What you have to do: Please return, word for word, the records below from the line with "the skier in" through the last line of the records, with both end lines included.
=== Data section ===
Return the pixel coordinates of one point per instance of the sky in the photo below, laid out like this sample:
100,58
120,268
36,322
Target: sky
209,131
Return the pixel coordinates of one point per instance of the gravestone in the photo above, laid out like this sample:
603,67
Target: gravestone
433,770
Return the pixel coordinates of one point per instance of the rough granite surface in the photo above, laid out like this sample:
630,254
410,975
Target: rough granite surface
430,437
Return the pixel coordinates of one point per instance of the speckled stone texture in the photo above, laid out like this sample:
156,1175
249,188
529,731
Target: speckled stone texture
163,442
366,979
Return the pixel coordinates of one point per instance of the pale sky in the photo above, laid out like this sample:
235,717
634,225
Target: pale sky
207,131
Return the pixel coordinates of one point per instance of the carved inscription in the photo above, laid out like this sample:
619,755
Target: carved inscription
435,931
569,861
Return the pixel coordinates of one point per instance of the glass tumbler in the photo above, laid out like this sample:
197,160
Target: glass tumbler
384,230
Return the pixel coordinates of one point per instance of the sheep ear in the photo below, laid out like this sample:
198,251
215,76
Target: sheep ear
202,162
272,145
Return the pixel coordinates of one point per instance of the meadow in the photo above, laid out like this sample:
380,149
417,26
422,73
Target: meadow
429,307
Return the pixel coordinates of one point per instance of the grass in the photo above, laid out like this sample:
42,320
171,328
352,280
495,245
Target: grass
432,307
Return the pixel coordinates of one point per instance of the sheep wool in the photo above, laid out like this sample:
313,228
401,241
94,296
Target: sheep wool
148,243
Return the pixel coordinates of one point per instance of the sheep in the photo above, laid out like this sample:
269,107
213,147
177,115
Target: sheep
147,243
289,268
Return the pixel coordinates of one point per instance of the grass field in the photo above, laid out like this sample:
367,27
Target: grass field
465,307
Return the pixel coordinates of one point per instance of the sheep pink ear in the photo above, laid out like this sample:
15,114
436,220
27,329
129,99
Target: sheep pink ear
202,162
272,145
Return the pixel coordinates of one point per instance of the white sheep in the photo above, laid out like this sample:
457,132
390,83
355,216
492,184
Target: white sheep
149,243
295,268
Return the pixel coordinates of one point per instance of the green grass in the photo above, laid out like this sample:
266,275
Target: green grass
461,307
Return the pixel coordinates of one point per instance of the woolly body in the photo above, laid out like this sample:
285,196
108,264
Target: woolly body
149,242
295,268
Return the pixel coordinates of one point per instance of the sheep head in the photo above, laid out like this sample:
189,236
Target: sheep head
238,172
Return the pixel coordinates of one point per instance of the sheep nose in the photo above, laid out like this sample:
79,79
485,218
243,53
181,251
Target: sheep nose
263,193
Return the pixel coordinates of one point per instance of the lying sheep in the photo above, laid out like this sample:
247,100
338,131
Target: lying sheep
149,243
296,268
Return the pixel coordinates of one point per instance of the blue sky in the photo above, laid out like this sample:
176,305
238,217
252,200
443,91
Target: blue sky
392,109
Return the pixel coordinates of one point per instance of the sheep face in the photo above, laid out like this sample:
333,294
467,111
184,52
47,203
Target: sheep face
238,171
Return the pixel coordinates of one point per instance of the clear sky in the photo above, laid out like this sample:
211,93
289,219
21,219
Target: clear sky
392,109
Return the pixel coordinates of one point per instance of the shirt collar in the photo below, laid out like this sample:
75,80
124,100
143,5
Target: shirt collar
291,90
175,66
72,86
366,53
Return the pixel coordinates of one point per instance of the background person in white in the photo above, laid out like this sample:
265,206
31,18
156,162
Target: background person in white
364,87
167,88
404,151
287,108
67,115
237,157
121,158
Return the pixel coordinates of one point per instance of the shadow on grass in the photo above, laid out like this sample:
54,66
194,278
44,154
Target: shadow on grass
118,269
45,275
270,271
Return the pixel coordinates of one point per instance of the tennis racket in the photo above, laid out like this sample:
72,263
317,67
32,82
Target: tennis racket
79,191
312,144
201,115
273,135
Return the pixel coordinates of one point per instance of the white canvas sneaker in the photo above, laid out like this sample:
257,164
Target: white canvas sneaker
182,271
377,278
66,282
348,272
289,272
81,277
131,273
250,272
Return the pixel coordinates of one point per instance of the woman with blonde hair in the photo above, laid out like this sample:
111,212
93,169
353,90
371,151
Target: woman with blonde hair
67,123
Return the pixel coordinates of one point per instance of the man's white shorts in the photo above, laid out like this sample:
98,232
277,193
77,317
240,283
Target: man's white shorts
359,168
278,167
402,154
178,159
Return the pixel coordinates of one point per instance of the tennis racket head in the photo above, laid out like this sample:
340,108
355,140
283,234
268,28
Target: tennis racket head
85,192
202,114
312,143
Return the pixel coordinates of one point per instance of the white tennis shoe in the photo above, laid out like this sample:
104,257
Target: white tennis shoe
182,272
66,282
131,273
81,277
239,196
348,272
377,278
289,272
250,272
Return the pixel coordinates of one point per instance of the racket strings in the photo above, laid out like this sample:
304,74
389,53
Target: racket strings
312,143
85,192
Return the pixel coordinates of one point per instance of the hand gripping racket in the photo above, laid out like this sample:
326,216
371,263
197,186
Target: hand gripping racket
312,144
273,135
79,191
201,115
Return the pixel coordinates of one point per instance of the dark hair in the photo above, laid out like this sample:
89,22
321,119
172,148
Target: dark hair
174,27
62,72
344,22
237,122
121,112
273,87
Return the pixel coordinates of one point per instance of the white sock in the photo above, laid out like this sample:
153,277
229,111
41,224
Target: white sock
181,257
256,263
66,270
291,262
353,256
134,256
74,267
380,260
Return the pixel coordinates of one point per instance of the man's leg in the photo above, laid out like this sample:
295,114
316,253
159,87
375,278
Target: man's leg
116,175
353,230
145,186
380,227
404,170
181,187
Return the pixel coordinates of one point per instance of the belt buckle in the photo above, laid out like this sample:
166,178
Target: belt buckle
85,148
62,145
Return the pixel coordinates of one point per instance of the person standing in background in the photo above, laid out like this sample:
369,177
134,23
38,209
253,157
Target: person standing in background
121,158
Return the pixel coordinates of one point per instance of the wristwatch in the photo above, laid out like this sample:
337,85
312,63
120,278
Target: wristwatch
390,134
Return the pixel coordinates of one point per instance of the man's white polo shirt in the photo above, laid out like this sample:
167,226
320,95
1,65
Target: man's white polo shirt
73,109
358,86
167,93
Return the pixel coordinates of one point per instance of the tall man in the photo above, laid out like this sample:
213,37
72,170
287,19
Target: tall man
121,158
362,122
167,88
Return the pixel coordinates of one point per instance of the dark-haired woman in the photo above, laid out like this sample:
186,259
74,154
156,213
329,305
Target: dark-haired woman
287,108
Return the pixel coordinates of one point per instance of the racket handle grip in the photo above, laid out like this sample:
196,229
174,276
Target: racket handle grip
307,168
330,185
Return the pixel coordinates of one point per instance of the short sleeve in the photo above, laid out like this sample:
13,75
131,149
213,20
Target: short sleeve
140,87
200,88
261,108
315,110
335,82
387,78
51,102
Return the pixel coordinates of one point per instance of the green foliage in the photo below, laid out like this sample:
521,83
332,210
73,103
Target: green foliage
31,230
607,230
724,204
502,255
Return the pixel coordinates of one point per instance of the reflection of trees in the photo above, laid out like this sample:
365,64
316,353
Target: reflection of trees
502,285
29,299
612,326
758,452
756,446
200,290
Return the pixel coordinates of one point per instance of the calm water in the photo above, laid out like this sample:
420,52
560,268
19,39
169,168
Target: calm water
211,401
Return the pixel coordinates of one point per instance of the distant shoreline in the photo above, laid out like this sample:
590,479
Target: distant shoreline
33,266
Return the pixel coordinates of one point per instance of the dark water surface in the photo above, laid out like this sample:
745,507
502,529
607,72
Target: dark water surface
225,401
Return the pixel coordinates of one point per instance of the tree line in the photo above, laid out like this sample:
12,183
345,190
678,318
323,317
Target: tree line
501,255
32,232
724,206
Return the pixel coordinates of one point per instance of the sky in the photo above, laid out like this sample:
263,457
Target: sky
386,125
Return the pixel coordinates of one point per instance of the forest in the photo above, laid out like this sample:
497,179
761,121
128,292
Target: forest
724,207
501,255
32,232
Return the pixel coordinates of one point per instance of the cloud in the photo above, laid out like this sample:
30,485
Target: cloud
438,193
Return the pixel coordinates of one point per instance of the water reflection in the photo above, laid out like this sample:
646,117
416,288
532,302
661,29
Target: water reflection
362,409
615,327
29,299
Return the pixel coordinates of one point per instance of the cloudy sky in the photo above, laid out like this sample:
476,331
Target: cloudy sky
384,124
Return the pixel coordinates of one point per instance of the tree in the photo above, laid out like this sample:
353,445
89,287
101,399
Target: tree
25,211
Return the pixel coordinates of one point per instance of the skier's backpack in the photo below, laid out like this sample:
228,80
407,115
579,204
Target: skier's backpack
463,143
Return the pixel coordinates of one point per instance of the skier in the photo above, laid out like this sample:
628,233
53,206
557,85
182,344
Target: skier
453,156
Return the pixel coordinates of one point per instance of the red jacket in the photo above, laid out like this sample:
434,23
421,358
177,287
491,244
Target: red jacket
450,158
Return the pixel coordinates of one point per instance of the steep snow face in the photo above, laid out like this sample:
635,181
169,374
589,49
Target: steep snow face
===
Expected output:
Return the pixel coordinates of one point per instance of the skier in the photo above, laid out like this sample:
628,233
53,206
557,85
182,344
Target: skier
453,156
Return the pixel coordinates of one point per instance of the red jacket in the photo above, laid out like this sample:
434,23
421,358
177,287
491,244
Target: red jacket
450,158
Return the pixel coordinates of one point per instance of the steep snow face in the photo above, laid out like this sample:
635,181
169,374
589,49
Target: steep snow face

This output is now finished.